REQUIRED ACTION A >> In the Nymphomaniac review below, who finds Joe beaten and unconscious in a wintry alley?
REQUIRED ACTION B >> Continue the Nymphomaniac review below, starting right after its final sentence.

GIVEN PASSAGE >>
----------------------------------------

Review first published (in slightly shorter version) by Film4.
Synopsis: Controversial Danish filmmaker Lars von Trier rounds off his ‘Trilogy of Depression’ with a tale (in two parts) of sexual liberation, oppression and exploitation.
“Fill all my holes, please.”
It is perhaps not as catchy as the line “Chaos reigns” from Lars von Trier’s Antichrist (2009), the first film of the so-called ‘Trilogy of Depression’ (which Nymphomaniac closes) – but nonetheless it is a line repeated several times by the heroine Joe (Charlotte Gainsbourg, and in chronologically earlier scenes, Stacy Martin) who, found beaten and unconscious in a wintry alley by Seligman (Stellan Skarsgård), spends the night at his place recounting the long, long history of her sexual rise and fall and her encounters with men of all types (culminating with Seligman himself).
From its canny teaser campaign onwards, Nymphomaniac has been one long come-on, seducing viewers with the promise of no-holds-barred hardcore Euro porn smuggled in under the knickers of arthouse respectability – yet, in a classic von Trier manoeuvre, the film, like Joe’s story, ends in frustration, denial, betrayal and painful confrontation, so that any straightforwardly sexual response to the great Dane’s epic tease is ultimately shot down. Von Trier, you see, has bigger fish to fry, and through the interplay of mannish Joe and ‘unmanly’ Seligman (both, in their different ways, figures for von Trier himself), the film, like Antichrist, allegorises the imbalanced relationships between the sexes, while also baiting viewers with the libertine expression of some very politically incorrect ideas – a jaw-dropping use of the ‘n’ word here, a casual broadside against Zionism there, and even a defence of (repressed) paedophilia. All classic, snook-cocking von Trier.

----------------------------------------

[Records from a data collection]
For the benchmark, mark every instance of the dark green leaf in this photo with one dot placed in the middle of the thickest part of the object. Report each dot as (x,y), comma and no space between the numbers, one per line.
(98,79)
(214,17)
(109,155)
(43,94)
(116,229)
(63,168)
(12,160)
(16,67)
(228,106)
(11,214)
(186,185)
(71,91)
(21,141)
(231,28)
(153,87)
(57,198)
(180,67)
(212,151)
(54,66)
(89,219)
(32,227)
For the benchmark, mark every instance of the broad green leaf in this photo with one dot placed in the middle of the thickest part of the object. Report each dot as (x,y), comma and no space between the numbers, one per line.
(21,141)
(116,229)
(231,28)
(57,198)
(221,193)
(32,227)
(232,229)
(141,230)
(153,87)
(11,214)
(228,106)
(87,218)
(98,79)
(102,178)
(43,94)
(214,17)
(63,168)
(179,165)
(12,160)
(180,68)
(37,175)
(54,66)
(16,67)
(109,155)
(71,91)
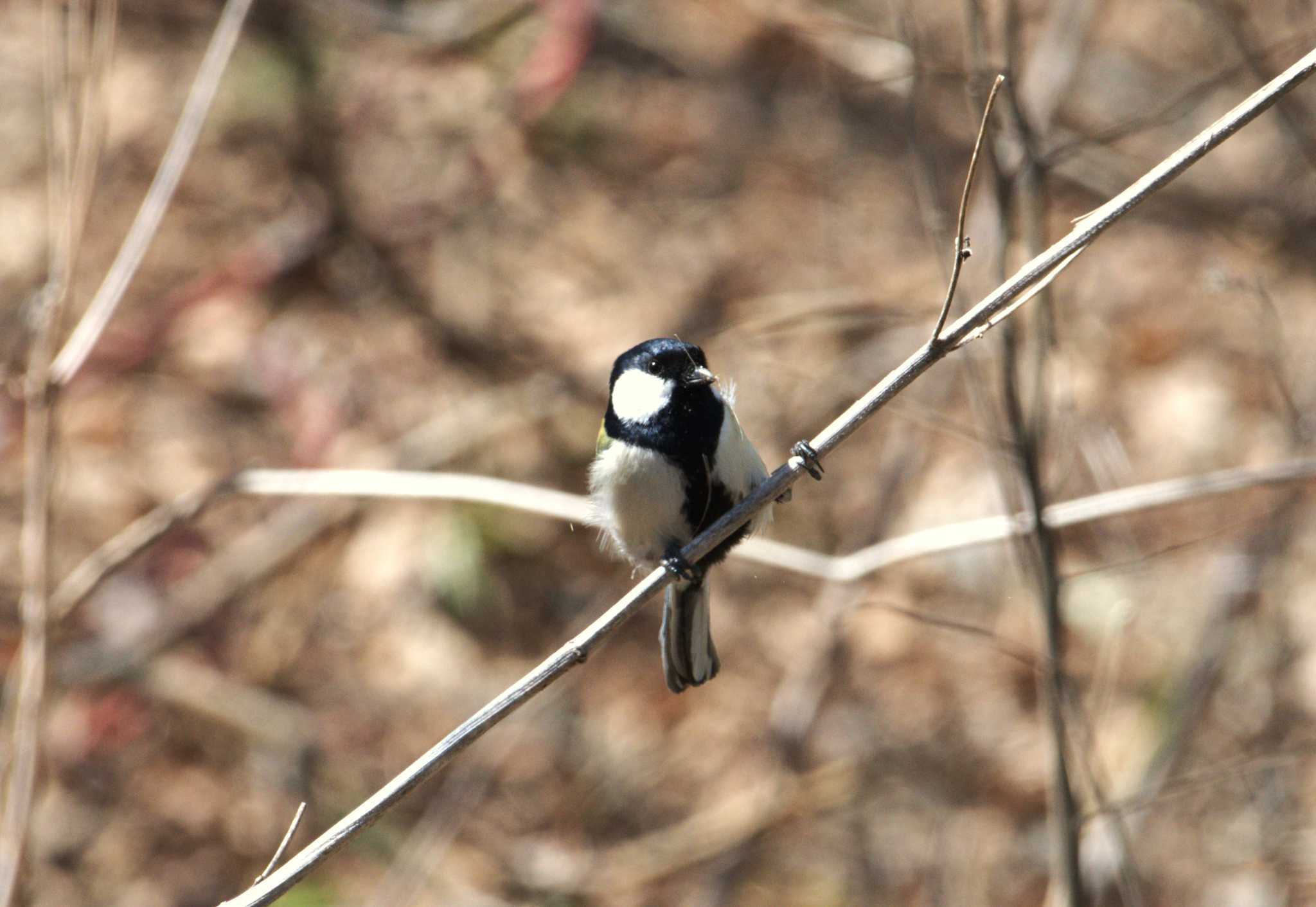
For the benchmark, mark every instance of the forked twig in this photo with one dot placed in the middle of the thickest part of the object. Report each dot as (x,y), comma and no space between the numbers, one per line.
(961,240)
(578,648)
(283,844)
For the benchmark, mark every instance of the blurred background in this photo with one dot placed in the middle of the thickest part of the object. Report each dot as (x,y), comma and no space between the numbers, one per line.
(416,235)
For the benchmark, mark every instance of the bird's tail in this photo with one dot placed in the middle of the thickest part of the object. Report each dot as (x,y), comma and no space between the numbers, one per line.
(689,656)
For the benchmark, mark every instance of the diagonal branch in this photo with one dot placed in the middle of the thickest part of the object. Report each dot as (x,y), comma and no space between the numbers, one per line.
(578,648)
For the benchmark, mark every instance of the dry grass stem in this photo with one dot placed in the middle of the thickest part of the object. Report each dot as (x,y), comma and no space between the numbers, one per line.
(577,649)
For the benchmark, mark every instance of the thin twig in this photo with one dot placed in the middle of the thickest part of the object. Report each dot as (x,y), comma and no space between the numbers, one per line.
(961,240)
(844,568)
(283,844)
(578,648)
(127,544)
(148,220)
(66,154)
(1053,681)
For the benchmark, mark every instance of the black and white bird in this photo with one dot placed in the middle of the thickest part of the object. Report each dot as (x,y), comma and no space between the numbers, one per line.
(671,458)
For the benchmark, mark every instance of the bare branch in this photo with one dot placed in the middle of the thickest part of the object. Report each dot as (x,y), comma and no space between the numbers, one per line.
(578,648)
(842,569)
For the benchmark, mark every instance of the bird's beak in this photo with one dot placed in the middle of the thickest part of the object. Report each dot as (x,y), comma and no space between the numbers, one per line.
(698,375)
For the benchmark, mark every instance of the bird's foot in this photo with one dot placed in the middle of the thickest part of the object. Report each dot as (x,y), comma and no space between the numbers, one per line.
(808,458)
(682,569)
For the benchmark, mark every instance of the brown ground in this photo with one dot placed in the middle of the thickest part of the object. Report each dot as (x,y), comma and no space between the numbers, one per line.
(382,228)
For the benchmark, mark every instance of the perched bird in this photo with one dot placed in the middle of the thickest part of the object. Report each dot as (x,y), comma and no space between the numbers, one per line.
(671,458)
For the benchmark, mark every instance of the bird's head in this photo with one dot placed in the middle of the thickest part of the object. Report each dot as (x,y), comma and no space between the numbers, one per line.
(653,374)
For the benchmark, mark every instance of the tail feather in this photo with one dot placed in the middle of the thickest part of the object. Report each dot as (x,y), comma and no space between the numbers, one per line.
(689,654)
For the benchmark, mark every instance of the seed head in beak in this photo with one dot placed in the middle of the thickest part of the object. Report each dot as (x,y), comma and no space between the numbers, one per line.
(698,375)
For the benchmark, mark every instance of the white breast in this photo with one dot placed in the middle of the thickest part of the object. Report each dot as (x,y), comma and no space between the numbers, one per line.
(738,465)
(637,498)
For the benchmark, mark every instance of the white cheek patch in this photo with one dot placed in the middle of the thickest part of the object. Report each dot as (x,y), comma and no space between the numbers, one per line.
(637,397)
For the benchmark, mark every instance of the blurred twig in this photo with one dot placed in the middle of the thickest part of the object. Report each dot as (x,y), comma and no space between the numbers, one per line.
(578,648)
(265,546)
(129,541)
(73,65)
(148,220)
(844,568)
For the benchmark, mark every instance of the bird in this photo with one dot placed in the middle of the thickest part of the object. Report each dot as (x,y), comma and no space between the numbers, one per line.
(670,460)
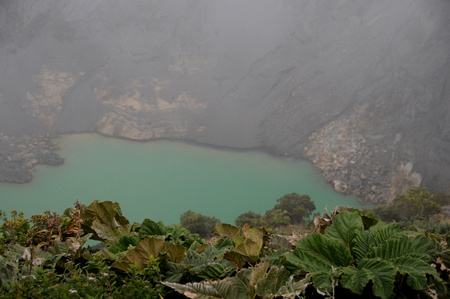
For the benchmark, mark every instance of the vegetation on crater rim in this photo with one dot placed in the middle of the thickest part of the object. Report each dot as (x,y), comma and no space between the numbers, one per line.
(350,255)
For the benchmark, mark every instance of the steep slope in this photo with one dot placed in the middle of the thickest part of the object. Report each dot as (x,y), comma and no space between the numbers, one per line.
(358,87)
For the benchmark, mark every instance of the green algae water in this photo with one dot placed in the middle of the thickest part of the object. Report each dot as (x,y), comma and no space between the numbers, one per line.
(162,179)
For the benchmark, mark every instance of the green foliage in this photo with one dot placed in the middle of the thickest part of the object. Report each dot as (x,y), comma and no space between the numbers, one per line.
(357,255)
(197,223)
(351,257)
(105,221)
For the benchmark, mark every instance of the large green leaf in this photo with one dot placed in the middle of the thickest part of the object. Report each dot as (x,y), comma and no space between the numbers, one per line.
(251,247)
(381,273)
(203,265)
(317,252)
(345,227)
(375,236)
(413,246)
(274,283)
(148,250)
(105,221)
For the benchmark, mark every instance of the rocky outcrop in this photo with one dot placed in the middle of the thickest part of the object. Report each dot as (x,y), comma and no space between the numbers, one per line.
(20,154)
(359,88)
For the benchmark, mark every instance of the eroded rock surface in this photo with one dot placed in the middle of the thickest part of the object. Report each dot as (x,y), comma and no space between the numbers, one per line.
(358,87)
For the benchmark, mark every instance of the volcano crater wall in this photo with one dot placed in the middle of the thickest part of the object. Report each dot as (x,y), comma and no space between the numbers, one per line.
(358,87)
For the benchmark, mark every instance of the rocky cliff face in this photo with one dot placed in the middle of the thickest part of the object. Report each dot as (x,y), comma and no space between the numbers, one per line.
(358,87)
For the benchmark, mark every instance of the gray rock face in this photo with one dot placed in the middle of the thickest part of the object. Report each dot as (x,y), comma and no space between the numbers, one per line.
(358,87)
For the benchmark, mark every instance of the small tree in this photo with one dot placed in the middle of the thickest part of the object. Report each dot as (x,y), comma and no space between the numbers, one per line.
(196,223)
(297,207)
(417,204)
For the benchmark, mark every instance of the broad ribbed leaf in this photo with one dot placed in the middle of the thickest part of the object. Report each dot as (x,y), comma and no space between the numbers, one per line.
(345,227)
(148,249)
(251,247)
(317,252)
(105,221)
(324,280)
(213,270)
(273,282)
(375,236)
(384,232)
(416,270)
(381,273)
(415,246)
(176,252)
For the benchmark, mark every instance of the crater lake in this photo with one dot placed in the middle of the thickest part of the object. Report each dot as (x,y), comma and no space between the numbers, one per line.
(162,179)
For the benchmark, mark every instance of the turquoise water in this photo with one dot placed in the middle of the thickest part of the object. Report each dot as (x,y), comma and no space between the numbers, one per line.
(162,179)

----------------------------------------

TASK ANSWER A >> Seligman, played by Stellan Skarsgård.

TASK ANSWER B >>
While perhaps impenetrable is not quite the right word to describe Joe (in one scene she compares her vagina, in all its accommodating openness, to an automatic supermarket door), nonetheless her storied life comes with holes of its own, needing to be filled by any or all of her critics. Seligman expressly pokes at the unbelievable coincidences and jarring chronological lacunae in Joe’s sorry tale, while Joe herself does not conceal the fact that she is, like the unreliable narrator in The Usual Suspects (1995), drawing the structure, perhaps even the content, of her story’s eight chapters from the objects and artworks that furnish Seligman’s apartment. Yet if Joe’s story may, either in part or even in full, be a fiction, its very telling, in ludic dialogue with Seligman, reprises the give and take, the slap and tickle, that constitute its key elements and its essential truth about male-female relations. For as Joe chronicles a lifelong quest not so much for sexual satisfaction – which she gets, at least for a while, many times a day – but for understanding from a male other, the bookish, apparently asexual Seligman supplements this narrative of passion and punishment with his own recherché digressions on angling, mathematical sequences, Poe, morality, musical harmony, religious iconography and mountaineering.
The resulting asymmetries engender something altogether more expansive and resonant than your average skinflick, with a woman at the centre who comes – and then stops coming – with an unusual amount of her own agency, and is very much the mistress of her own narrative, even if she is never quite able to reckon with the cruel inescapability of human nature and the biological drive. Yes there is sex, although a lot less (and less arousing) than might be imagined, and yes there are also, even more unexpectedly, lots of laughs – but at heart this (w)hole story casts its erotic line at debate-inducing controversy, and will, from its chilly beginning to its shocking end, catch viewers hook, line and sinker.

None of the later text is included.